Records to process:
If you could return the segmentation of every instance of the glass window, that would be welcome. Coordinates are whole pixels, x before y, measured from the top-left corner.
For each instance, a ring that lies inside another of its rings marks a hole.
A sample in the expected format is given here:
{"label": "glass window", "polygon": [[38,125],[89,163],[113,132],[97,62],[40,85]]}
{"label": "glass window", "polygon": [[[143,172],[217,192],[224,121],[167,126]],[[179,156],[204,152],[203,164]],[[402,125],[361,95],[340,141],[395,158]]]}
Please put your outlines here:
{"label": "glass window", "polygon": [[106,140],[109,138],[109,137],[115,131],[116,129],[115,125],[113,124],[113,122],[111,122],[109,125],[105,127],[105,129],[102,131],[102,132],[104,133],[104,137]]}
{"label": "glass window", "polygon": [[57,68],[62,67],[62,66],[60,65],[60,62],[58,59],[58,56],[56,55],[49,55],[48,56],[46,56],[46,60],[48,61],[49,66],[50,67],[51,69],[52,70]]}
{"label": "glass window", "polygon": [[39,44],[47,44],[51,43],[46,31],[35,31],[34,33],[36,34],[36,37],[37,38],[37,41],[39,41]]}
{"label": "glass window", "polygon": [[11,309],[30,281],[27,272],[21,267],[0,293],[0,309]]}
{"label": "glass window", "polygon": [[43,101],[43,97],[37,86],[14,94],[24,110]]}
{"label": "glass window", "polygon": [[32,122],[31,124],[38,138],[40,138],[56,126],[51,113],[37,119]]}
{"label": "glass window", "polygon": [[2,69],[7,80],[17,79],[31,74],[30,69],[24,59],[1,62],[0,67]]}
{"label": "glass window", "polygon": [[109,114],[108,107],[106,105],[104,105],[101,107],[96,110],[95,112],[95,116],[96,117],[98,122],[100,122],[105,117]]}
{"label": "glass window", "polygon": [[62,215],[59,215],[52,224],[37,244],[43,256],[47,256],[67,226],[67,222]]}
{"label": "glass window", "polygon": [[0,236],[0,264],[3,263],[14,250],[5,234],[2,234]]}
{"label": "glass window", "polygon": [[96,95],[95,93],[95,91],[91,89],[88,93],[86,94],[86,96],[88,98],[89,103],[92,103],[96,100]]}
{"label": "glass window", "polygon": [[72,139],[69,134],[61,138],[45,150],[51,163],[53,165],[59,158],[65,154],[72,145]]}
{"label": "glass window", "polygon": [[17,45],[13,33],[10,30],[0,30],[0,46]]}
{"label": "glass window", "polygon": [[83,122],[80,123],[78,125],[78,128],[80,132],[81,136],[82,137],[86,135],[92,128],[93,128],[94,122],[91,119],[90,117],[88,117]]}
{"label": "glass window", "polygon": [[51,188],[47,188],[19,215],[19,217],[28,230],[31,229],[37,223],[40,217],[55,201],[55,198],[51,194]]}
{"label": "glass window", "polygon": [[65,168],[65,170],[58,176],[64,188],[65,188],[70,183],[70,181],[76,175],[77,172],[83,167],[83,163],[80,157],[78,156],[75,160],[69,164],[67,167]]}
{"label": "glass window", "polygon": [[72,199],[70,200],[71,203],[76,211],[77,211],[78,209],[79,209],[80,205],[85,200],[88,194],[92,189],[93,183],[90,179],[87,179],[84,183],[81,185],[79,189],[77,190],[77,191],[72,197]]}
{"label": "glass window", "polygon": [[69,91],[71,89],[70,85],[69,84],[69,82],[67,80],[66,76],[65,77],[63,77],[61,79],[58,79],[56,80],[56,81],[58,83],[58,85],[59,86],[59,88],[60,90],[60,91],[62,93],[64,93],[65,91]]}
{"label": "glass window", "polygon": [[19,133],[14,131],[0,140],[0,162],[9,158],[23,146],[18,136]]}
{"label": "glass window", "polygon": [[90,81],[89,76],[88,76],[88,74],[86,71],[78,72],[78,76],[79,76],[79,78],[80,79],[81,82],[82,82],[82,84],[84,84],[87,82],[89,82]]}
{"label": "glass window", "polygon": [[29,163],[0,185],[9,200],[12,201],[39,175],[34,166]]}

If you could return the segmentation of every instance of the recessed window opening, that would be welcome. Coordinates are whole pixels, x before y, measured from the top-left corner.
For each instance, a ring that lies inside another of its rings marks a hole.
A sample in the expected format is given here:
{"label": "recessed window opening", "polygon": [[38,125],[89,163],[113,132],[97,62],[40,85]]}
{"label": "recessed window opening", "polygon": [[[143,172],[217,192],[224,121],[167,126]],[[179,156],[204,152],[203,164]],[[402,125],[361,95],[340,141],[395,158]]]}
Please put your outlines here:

Work required: Retype every one of the lines above, word for word and character for character.

Output of the exercise:
If you could return the segmentation of every instance of the glass window, that would be welcome. Coordinates are whole pixels, x before y, measured from the top-left corner.
For each instance, a ring that lies inside another of its rings marks a hole.
A sample in the expected format is given here:
{"label": "glass window", "polygon": [[38,125],[89,163],[113,132],[97,62],[40,85]]}
{"label": "glass window", "polygon": [[[143,172],[217,192],[224,121],[167,126]],[[179,156],[204,152],[203,164]],[[402,125],[361,95],[340,141],[395,158]]]}
Please put your outlines here:
{"label": "glass window", "polygon": [[106,140],[109,138],[109,137],[115,131],[116,129],[115,125],[113,124],[113,122],[111,122],[109,125],[105,127],[105,129],[102,131],[102,132],[104,133],[104,137]]}
{"label": "glass window", "polygon": [[57,68],[62,67],[62,66],[60,65],[60,62],[58,59],[58,56],[56,55],[49,55],[48,56],[46,56],[46,60],[48,61],[49,66],[50,67],[51,69],[52,70]]}
{"label": "glass window", "polygon": [[39,44],[47,44],[51,43],[46,31],[35,31],[34,33],[36,34],[36,37],[37,38],[37,41],[39,41]]}
{"label": "glass window", "polygon": [[11,309],[30,281],[27,272],[21,267],[0,293],[0,309]]}
{"label": "glass window", "polygon": [[43,101],[43,97],[37,86],[14,94],[24,110]]}
{"label": "glass window", "polygon": [[32,122],[31,124],[38,138],[40,138],[56,126],[51,113],[37,119]]}
{"label": "glass window", "polygon": [[2,69],[7,80],[17,79],[31,74],[30,69],[24,59],[1,62],[0,67]]}
{"label": "glass window", "polygon": [[109,114],[108,107],[106,105],[104,105],[101,107],[96,110],[95,112],[95,116],[96,117],[98,122],[100,122],[105,117]]}
{"label": "glass window", "polygon": [[62,215],[59,215],[52,224],[37,244],[43,256],[47,256],[67,226],[67,222]]}
{"label": "glass window", "polygon": [[0,236],[0,264],[3,263],[14,250],[5,234],[2,234]]}
{"label": "glass window", "polygon": [[96,95],[95,93],[95,91],[91,89],[88,93],[86,94],[86,96],[88,98],[89,103],[92,103],[96,100]]}
{"label": "glass window", "polygon": [[72,139],[69,134],[61,138],[45,150],[51,163],[53,165],[59,158],[65,154],[72,145]]}
{"label": "glass window", "polygon": [[17,45],[13,33],[10,30],[0,30],[0,46]]}
{"label": "glass window", "polygon": [[83,122],[80,123],[78,125],[78,128],[80,132],[81,136],[82,137],[86,135],[92,128],[93,128],[94,122],[91,119],[90,117],[88,117]]}
{"label": "glass window", "polygon": [[51,188],[47,188],[19,215],[19,217],[28,230],[31,229],[37,223],[40,217],[55,201],[55,198],[51,194]]}
{"label": "glass window", "polygon": [[65,168],[65,170],[58,176],[64,188],[65,188],[70,183],[70,181],[76,175],[77,172],[83,167],[83,163],[80,157],[78,156],[75,160],[69,164],[67,167]]}
{"label": "glass window", "polygon": [[72,199],[70,200],[71,203],[76,211],[77,211],[78,209],[79,209],[80,205],[85,200],[88,194],[92,189],[93,183],[90,179],[87,179],[84,183],[81,185],[79,189],[77,190],[77,191],[72,197]]}
{"label": "glass window", "polygon": [[69,91],[71,89],[70,85],[69,84],[69,82],[67,80],[66,76],[65,77],[63,77],[61,79],[58,79],[56,80],[56,81],[58,83],[58,85],[59,86],[59,88],[60,90],[60,91],[62,93],[64,93],[65,91]]}
{"label": "glass window", "polygon": [[19,133],[14,131],[0,140],[0,162],[9,158],[23,146],[18,136]]}
{"label": "glass window", "polygon": [[90,81],[89,76],[88,76],[88,74],[86,71],[78,72],[78,76],[79,76],[79,78],[80,79],[81,82],[82,82],[82,84],[84,84],[87,82],[89,82]]}
{"label": "glass window", "polygon": [[29,163],[0,185],[9,200],[12,201],[39,175],[34,166]]}

If you could return the segmentation of every instance of the recessed window opening, that would be welcome. Coordinates are whole pixels, x before y, measured from the top-left corner.
For each instance, a ring that lies inside another of its rings marks a hole.
A sample in the expected format is given here:
{"label": "recessed window opening", "polygon": [[38,125],[89,163],[113,132],[97,62],[40,85]]}
{"label": "recessed window opening", "polygon": [[[143,172],[217,192],[224,121],[167,126]],[[179,156],[204,152],[203,164]],[[402,125],[361,95],[340,141],[395,158]]]}
Please put your outlines here:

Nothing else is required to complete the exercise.